▼

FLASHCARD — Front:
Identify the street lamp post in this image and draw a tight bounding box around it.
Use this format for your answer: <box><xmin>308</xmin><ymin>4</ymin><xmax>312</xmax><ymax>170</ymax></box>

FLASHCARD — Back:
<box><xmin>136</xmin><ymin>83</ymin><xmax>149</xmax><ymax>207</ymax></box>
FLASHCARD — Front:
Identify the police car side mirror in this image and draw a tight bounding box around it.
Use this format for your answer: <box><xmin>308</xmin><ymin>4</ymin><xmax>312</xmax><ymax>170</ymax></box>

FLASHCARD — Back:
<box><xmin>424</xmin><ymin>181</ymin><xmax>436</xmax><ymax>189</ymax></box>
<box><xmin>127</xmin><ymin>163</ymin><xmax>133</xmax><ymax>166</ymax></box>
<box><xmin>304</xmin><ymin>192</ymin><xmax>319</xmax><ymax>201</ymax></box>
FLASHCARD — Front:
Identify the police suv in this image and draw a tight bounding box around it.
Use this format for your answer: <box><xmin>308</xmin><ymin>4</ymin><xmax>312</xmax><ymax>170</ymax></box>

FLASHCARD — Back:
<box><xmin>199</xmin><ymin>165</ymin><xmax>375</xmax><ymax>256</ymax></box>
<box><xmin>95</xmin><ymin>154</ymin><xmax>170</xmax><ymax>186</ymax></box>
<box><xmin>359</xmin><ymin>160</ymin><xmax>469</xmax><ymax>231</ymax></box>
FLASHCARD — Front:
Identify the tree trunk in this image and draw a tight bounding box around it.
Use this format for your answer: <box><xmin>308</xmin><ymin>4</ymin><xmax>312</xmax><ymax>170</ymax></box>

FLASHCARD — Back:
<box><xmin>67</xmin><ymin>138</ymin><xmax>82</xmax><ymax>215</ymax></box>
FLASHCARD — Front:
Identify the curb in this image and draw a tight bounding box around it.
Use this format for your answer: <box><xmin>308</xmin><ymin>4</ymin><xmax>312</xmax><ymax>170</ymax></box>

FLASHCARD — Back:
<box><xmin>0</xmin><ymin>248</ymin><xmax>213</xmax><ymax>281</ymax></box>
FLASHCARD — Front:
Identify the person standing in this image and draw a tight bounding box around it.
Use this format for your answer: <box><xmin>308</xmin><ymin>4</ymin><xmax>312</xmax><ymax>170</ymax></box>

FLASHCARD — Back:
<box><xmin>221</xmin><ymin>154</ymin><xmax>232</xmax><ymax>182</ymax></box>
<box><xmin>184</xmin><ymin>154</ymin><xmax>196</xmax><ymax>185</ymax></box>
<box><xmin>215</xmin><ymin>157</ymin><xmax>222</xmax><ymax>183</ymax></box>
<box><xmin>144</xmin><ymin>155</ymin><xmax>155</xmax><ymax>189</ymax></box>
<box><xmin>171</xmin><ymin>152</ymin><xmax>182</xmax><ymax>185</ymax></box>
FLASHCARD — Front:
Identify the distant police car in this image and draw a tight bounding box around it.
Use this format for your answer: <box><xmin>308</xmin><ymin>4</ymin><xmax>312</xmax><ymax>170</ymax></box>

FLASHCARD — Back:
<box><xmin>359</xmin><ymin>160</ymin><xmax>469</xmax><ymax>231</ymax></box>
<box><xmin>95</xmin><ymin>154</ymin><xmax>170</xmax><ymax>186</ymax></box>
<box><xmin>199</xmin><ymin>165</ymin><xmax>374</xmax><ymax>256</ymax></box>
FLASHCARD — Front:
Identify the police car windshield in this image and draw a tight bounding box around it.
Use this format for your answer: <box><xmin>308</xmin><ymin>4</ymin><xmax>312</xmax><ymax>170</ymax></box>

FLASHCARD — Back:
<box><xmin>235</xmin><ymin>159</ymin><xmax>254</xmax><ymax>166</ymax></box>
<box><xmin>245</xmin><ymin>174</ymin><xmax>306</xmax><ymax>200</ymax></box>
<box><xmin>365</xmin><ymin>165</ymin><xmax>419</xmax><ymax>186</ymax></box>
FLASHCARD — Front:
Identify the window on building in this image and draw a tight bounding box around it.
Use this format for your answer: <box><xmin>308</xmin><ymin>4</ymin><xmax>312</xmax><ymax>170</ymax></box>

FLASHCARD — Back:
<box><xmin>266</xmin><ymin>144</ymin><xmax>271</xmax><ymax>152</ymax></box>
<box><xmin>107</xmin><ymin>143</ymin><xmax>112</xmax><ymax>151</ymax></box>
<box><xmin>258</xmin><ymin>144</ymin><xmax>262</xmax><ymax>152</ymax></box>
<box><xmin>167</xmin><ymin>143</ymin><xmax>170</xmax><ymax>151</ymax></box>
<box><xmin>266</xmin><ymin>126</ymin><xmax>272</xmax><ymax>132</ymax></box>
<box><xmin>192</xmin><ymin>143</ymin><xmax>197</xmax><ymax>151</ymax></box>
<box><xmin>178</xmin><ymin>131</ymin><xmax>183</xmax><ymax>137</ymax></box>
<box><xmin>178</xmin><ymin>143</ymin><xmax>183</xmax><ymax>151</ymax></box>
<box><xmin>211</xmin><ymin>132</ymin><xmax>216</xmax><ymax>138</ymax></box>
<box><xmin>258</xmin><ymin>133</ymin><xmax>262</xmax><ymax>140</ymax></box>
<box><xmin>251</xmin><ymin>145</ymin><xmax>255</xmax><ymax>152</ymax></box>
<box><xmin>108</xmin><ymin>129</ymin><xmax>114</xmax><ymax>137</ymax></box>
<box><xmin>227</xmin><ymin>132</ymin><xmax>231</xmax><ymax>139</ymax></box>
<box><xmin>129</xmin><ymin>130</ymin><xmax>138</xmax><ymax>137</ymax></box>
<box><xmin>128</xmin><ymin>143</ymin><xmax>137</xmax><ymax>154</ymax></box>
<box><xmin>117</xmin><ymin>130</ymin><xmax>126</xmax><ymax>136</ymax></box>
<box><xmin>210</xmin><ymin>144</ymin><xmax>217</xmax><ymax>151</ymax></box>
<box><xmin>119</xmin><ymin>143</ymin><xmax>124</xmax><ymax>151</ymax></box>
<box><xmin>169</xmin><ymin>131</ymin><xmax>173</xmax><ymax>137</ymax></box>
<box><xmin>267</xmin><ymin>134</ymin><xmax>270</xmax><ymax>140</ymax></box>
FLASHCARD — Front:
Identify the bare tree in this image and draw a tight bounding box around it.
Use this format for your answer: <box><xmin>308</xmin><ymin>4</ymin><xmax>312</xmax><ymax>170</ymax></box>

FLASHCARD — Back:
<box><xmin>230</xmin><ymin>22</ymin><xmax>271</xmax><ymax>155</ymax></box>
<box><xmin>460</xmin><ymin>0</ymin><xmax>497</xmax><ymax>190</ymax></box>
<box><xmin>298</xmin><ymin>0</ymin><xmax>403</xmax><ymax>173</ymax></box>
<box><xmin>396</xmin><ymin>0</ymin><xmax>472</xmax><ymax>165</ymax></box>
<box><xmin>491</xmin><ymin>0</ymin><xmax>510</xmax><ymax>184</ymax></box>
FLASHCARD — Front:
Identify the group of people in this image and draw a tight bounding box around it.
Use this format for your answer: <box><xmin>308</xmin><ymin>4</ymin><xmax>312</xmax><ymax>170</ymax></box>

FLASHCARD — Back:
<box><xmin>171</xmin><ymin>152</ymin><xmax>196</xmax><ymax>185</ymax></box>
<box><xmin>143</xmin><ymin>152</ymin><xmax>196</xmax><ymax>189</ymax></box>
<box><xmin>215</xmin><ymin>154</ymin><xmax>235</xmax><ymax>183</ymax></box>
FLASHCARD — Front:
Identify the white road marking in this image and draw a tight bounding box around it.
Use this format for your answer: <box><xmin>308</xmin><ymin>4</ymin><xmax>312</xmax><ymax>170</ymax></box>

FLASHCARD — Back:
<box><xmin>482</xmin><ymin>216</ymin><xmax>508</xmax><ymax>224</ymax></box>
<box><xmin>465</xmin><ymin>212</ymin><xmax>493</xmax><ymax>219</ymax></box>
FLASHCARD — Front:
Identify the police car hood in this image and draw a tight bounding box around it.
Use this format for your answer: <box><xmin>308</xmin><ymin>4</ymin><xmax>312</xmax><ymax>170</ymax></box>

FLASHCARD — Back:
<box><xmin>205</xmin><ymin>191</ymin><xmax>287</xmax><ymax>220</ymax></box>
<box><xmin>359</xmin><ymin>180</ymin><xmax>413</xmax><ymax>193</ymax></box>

▲

#### [WHAT THE TASK REQUIRES]
Repeat exactly the lines of the records from the one containing "Identify the group" to the last, and include no line outside that stretch.

#### [RESPONSE TO THIS EXERCISE]
Identify the group of people in this image and draw a tight bounding box around it.
Use this format for your answer: <box><xmin>308</xmin><ymin>4</ymin><xmax>312</xmax><ymax>170</ymax></box>

FLASHCARD — Back:
<box><xmin>171</xmin><ymin>152</ymin><xmax>196</xmax><ymax>185</ymax></box>
<box><xmin>143</xmin><ymin>152</ymin><xmax>196</xmax><ymax>189</ymax></box>
<box><xmin>215</xmin><ymin>154</ymin><xmax>235</xmax><ymax>183</ymax></box>
FLASHCARD — Front:
Identify the white road marking in this image and draw a tight bounding box around it.
Use this format for your answer: <box><xmin>308</xmin><ymin>4</ymin><xmax>312</xmax><ymax>170</ymax></box>

FLASHCARD — Back:
<box><xmin>482</xmin><ymin>216</ymin><xmax>508</xmax><ymax>224</ymax></box>
<box><xmin>465</xmin><ymin>212</ymin><xmax>493</xmax><ymax>219</ymax></box>
FLASHCARD — Front:
Identify the police car hood in this image and draw a tight bounding box around it.
Use this format for your answer: <box><xmin>308</xmin><ymin>4</ymin><xmax>312</xmax><ymax>170</ymax></box>

FLASHCARD — Back:
<box><xmin>205</xmin><ymin>191</ymin><xmax>287</xmax><ymax>220</ymax></box>
<box><xmin>359</xmin><ymin>180</ymin><xmax>413</xmax><ymax>193</ymax></box>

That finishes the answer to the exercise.